_WHAT IS NEEDED_
In full and word for word, print the data below.

[Source data]
++++++++

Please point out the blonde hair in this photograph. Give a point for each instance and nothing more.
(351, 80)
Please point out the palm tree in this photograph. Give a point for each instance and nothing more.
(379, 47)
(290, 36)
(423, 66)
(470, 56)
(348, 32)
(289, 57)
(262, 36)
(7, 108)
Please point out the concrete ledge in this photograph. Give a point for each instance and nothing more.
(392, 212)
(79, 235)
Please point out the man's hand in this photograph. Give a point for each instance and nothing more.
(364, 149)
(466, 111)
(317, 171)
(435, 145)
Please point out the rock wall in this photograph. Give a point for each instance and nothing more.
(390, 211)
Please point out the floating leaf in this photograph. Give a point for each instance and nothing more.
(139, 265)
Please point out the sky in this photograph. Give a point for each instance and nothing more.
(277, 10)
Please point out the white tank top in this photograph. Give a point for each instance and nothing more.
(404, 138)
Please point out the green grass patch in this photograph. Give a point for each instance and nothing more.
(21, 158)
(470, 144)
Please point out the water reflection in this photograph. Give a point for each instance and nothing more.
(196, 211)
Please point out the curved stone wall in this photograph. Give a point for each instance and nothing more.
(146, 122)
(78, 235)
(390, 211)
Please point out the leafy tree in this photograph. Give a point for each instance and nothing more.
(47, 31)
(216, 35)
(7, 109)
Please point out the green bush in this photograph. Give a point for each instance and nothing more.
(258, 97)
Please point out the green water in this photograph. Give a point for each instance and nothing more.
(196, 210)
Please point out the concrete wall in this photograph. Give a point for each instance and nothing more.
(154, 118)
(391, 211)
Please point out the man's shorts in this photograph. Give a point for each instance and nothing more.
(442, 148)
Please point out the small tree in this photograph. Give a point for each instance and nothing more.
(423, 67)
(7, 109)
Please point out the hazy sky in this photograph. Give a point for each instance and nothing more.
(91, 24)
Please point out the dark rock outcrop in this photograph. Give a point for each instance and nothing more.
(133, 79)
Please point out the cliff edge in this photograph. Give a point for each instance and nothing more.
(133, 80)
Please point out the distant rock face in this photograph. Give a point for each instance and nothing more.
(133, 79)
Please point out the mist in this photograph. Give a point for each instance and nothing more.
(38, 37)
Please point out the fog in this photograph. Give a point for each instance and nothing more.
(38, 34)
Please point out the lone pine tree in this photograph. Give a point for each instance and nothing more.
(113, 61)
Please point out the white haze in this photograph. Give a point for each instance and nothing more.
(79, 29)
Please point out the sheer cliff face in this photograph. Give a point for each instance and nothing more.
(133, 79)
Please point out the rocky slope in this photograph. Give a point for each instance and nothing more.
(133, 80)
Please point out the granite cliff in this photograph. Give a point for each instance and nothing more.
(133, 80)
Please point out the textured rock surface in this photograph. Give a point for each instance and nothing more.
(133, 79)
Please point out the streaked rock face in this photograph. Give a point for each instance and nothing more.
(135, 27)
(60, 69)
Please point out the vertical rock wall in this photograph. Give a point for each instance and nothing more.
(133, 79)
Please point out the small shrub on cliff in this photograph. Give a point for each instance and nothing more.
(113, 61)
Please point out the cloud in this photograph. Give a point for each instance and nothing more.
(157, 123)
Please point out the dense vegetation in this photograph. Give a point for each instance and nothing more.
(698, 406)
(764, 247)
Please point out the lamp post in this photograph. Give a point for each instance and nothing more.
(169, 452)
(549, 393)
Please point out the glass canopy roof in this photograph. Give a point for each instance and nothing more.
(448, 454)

++++++++

_TASK SOLUTION_
Please point out the blonde hair in this photograph. Give a point for each instance and nothing more.
(351, 80)
Please point out the palm tree in this photograph. Give a point for each instance and nothing more.
(379, 47)
(290, 36)
(423, 66)
(470, 56)
(348, 32)
(289, 57)
(262, 36)
(7, 108)
Please point out the concrete ledge in this photograph. Give a point for each instance and nothing more.
(392, 212)
(79, 235)
Please point out the man's hand in this photograph. Give a point for each instance and nothing more.
(364, 149)
(466, 111)
(317, 171)
(435, 145)
Please point out the rock wall in this photograph. Give a point for each instance and nothing more.
(390, 211)
Please point out the floating leaf in this photograph. Give a point for each instance and nothing more.
(139, 265)
Please point out the sky in this photograph. Give a point for each instance and nothing more.
(277, 10)
Please point out the white tank top in this photograph. Give a point for each instance and nothing more.
(404, 138)
Please point out the green grass patch in this photograph. Give a point for each instance and nothing more.
(21, 158)
(470, 144)
Please point out the water reflection in this photograph. Give a point for each instance and nothing more.
(196, 211)
Please point out the curved stone wall in this photograph. Give a point for each instance and nothing more.
(146, 122)
(78, 235)
(390, 211)
Please point out the leafy tree in this photograph. Give a point for each instance and nothing more.
(47, 31)
(216, 35)
(7, 109)
Please point out the green bush in this photograph. Give a point for each instance and nothing more.
(258, 97)
Please point out the green water in this photograph. Give a point for each instance and nothing more.
(196, 210)
Please point out the concrete wall in this photograph. Give a point for each instance and nothing more.
(154, 118)
(391, 211)
Please point out the man's shorts in this photograph. Give a point for each instance and nothing more.
(442, 148)
Please point out the small tree in this photograph. Give a point for each instance and nothing more.
(423, 67)
(7, 109)
Please point out the hazy sky in this photograph. Give a point for each instance and nothing more.
(91, 24)
Please point out the dark rock outcrop in this photograph. Give a point for each instance and nothing more.
(133, 79)
Please point out the cliff edge in this photograph. Give a point for each instance and nothing more.
(133, 80)
Please point out the distant rock face in this photograph. Give a point for each instance and nothing more.
(133, 79)
Please point out the mist in this photograph. Give a point for each instance and nothing more.
(38, 37)
Please point out the fog in this photograph. Give a point for each instance and nothing more.
(38, 34)
Please point out the lone pine tree in this photograph. Give a point for each instance and nothing more.
(113, 61)
Please point out the white haze in this photograph. Give a point for each instance and nothing more.
(79, 29)
Please point out the sheer cliff face in this photograph. Give a point for each instance and nothing more.
(133, 79)
Please point out the rocky slope in this photograph. Give a point for each instance and nothing more.
(133, 80)
Please point out the granite cliff in this photograph. Give a point for each instance and nothing more.
(133, 80)
Please point out the textured rock surface in this photograph. Give a point for each instance and nothing more.
(133, 79)
Please point out the streaked rock face in this photograph. Give a point for each instance and nothing more.
(135, 27)
(60, 69)
Please point out the vertical rock wall in this photograph. Give a point for each instance and nothing more.
(133, 79)
Please point out the small shrub on cliff in this photograph. Give a point for each instance and nothing more.
(113, 61)
Please point out the cloud in this photograph. Give a point for each instance and nothing more.
(157, 123)
Please point out the dense vegetation in this photograph. Give a point for each instance and nothing more.
(698, 406)
(764, 247)
Please point out the lamp post in this photograph. Give a point for each instance and nothing more.
(169, 452)
(549, 393)
Please point out the glass canopy roof in this photograph. Give a point for each instance and nothing more.
(448, 454)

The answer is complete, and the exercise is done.